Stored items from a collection
◆ ◆ ◆ ◆ ◆
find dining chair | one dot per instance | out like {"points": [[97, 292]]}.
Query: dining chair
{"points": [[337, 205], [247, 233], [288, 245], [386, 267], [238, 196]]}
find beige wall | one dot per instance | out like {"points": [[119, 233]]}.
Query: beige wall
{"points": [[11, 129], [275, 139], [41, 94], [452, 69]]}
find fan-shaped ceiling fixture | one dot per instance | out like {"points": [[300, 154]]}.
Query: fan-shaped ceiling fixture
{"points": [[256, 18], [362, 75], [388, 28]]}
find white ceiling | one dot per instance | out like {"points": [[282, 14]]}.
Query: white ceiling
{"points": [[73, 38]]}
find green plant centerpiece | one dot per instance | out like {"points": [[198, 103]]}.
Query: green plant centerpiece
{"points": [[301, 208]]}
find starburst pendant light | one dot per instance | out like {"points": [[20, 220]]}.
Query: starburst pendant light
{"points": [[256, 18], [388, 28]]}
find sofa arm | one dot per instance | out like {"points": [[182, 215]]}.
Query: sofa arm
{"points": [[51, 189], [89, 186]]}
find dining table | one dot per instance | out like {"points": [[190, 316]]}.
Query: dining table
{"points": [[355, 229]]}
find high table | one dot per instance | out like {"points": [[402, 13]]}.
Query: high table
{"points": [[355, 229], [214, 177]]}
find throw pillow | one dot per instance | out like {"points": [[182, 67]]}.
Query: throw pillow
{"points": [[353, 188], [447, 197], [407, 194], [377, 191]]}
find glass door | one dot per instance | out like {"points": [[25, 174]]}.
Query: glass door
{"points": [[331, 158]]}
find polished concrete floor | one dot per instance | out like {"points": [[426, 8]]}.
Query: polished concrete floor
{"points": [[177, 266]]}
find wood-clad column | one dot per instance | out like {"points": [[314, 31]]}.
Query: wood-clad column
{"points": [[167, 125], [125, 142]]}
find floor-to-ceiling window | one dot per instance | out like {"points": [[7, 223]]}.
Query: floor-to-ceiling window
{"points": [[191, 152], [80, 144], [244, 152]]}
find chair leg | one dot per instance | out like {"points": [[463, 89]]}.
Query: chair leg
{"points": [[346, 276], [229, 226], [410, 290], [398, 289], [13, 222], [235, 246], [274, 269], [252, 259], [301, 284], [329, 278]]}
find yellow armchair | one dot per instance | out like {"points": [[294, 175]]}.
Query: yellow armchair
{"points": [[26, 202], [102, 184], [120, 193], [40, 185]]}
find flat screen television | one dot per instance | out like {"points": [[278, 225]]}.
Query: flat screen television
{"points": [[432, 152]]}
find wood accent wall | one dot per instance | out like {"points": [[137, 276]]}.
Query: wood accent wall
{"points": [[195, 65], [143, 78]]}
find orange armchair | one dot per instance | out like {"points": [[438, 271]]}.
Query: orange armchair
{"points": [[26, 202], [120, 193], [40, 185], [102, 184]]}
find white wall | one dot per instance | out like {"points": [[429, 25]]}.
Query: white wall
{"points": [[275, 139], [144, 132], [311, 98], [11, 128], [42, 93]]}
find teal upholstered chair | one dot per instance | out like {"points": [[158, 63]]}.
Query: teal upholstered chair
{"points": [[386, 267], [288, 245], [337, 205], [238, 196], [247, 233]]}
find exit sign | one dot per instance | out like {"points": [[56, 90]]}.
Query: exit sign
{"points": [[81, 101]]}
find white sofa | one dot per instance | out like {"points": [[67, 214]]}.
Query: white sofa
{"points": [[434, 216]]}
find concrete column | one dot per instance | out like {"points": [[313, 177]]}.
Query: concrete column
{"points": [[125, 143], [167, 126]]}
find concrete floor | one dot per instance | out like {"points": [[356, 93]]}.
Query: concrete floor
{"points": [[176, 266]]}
◆ ◆ ◆ ◆ ◆
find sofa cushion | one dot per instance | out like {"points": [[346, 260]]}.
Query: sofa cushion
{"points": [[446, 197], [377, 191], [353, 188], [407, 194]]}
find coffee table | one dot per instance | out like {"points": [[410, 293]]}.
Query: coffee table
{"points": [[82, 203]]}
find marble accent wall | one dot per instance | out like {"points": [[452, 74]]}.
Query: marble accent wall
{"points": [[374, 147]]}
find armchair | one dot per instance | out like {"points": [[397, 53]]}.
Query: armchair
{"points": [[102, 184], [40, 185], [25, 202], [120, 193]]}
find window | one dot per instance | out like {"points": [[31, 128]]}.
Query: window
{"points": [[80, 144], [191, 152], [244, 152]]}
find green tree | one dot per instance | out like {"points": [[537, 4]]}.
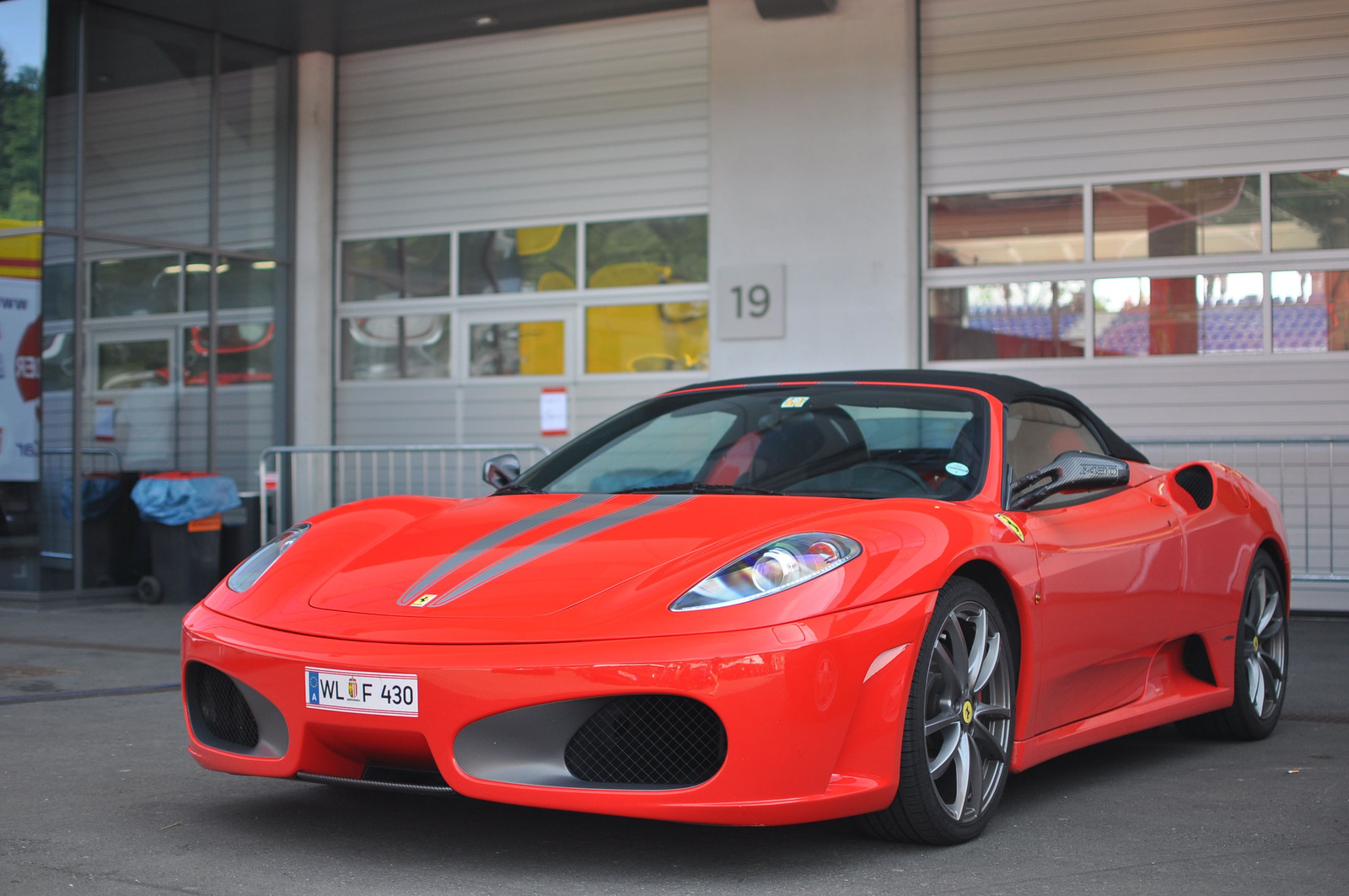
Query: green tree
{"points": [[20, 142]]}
◆ ◆ ◆ ◆ ◆
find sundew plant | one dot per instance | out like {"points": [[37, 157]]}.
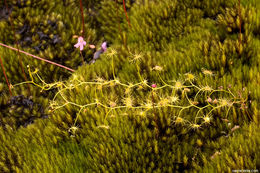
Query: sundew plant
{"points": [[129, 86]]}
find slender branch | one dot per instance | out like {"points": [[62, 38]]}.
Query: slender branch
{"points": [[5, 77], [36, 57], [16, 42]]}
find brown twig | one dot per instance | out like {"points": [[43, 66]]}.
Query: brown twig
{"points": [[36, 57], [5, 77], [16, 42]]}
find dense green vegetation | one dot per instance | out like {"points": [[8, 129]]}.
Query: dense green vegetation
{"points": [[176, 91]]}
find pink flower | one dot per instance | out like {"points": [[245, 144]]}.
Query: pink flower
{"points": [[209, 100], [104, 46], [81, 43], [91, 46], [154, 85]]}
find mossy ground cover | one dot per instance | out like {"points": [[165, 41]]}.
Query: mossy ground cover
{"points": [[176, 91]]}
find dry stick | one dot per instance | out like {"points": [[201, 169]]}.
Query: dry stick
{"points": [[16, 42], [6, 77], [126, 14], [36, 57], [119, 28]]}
◆ ◆ ◆ ◆ ◆
Written request - Return every line of the listing that contains the string "centerpiece", matching case exactly.

Expected output -
find green plant centerpiece | one dot per instance | out like {"points": [[198, 103]]}.
Query: green plant centerpiece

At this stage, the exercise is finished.